_Records supplied_:
****************************************
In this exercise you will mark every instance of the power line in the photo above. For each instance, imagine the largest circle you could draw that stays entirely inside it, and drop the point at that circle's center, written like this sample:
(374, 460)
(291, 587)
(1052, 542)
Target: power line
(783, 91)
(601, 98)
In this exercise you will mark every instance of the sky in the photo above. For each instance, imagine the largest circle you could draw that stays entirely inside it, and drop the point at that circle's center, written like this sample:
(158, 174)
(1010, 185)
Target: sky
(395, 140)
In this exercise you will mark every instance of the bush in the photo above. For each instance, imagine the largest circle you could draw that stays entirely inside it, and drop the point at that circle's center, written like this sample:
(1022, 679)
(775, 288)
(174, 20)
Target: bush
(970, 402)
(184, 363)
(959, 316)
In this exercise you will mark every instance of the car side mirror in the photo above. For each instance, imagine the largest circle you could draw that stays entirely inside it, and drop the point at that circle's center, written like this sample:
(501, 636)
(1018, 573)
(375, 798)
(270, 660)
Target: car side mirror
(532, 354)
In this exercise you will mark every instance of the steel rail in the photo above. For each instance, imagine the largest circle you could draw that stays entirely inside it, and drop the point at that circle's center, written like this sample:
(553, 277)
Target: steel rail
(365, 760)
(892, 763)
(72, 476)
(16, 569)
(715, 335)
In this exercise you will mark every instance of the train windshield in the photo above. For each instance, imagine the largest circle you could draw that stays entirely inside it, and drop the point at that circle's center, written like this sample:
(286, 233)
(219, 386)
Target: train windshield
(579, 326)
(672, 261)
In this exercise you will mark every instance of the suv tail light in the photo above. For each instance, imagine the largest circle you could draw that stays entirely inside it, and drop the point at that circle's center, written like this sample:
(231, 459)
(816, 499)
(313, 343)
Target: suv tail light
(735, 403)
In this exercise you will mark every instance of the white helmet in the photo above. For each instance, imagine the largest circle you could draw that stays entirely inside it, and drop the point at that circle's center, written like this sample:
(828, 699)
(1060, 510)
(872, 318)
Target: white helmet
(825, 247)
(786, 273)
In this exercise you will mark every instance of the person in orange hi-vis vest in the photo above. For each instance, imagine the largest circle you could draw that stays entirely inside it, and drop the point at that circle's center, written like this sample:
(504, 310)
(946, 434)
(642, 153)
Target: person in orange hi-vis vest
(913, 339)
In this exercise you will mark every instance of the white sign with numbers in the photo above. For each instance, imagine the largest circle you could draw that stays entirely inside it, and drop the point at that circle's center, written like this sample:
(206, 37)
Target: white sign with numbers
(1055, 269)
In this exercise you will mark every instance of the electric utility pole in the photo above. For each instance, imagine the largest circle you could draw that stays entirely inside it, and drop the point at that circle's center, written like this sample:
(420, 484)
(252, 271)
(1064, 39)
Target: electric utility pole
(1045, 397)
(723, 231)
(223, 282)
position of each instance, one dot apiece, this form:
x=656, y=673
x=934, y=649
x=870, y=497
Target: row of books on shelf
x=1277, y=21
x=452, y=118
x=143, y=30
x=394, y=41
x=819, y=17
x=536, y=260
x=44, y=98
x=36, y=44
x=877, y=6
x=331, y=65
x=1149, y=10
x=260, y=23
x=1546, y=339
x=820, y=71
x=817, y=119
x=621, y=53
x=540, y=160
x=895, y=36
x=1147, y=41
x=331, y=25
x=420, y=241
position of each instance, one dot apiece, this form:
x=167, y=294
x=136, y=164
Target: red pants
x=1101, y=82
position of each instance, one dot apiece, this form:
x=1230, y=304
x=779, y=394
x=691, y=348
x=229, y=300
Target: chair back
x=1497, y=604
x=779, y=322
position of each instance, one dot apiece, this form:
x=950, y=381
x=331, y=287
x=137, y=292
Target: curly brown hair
****************************************
_Stated problem_: Please repeat all the records above exactly as they appear.

_The reply_:
In this exercise you will mark every instance of the power line in the photo above. For each instance, imagine the largest circle you could draw that stays entirely inside it, and drop the point at that circle's center, written like this sample:
(374, 460)
(291, 587)
(1052, 542)
Target: power line
(783, 91)
(601, 98)
In this exercise you will mark every instance of the sky in the photo above. For each instance, imagine the largest circle you could draw that stays entirely inside it, and drop the point at that circle's center, written like this sample:
(158, 174)
(1010, 185)
Target: sky
(395, 140)
In this exercise you will mark every instance of the bush in the photo above. For each instance, imagine the largest circle you could draw that stays entirely inside it, and drop the point at that circle's center, written like this sample:
(1022, 679)
(775, 288)
(174, 20)
Target: bush
(970, 402)
(184, 363)
(959, 316)
In this exercise you will mark every instance of the car side mirror in the photo above. For each instance, imagine the largest circle you could draw that stays entirely inside it, and drop the point at that circle's center, written like this sample:
(501, 636)
(1018, 573)
(375, 798)
(270, 660)
Target: car side mirror
(532, 354)
In this exercise you will mark every instance of the steel rail in the photo above. For each instance, imagine the largest circle you could draw that stays entirely inside it, and drop the point at that circle's center, written like this sample:
(553, 277)
Target: steel rail
(365, 760)
(892, 763)
(72, 476)
(16, 569)
(715, 335)
In this exercise you will mark every instance of the train windshield in the photo above. For each instance, imagine the largest circle you could draw that stays entirely inside it, and drop the point at that circle's center, written like this sample:
(286, 233)
(219, 386)
Target: train windshield
(579, 326)
(672, 261)
In this exercise you will mark every instance of the suv tail light in the photo above. For each instance, imagine the largest circle you could draw that stays entirely inside it, and drop the point at that circle's center, written like this sample:
(231, 459)
(816, 499)
(313, 343)
Target: suv tail light
(735, 403)
In this exercise you will mark every instance of the white helmet in the photo above. For each instance, imagine the largest circle you could draw that stays entirely inside it, and drop the point at that circle's center, written like this sample:
(828, 699)
(1060, 510)
(872, 318)
Target: white helmet
(825, 247)
(786, 273)
In this exercise you will mark every instance of the person in orange hi-vis vest in the photo above. For each instance, imagine the largest circle you could draw that stays entirely inside it, and drop the point at that circle's center, written like this sample:
(504, 310)
(946, 434)
(642, 153)
Target: person in orange hi-vis vest
(913, 339)
In this exercise you will mark every instance of the white sign with numbers in the photo above. For each instance, imagine the largest circle you could draw that stays entirely inside it, and drop the point at that circle's center, written like this sample:
(206, 37)
Target: white sign with numbers
(1055, 269)
In this exercise you will mark every instance of the electric utility pole in the photo above. For each instance, imagine the largest circle you could draw that stays entirely inside it, and drop the point at that circle's center, written like this sample:
(420, 484)
(252, 271)
(1064, 39)
Target: electric utility pole
(1045, 397)
(723, 231)
(223, 282)
position of each instance, one dot apiece, this form:
x=656, y=673
x=934, y=649
x=870, y=497
Target: row of books on shelf
x=1277, y=21
x=452, y=118
x=143, y=30
x=394, y=41
x=819, y=17
x=536, y=260
x=44, y=98
x=36, y=44
x=877, y=6
x=331, y=65
x=1149, y=10
x=260, y=23
x=1546, y=339
x=820, y=71
x=817, y=119
x=621, y=53
x=540, y=160
x=895, y=36
x=1147, y=41
x=331, y=25
x=420, y=241
position of each instance, one dot apiece, this form:
x=167, y=294
x=136, y=164
Target: red pants
x=1101, y=82
position of each instance, one dot apiece, this form:
x=1230, y=304
x=779, y=394
x=691, y=348
x=229, y=300
Target: chair back
x=1497, y=604
x=779, y=322
position of each instance, one dot apiece, this form:
x=950, y=381
x=331, y=287
x=137, y=292
Target: curly brown hair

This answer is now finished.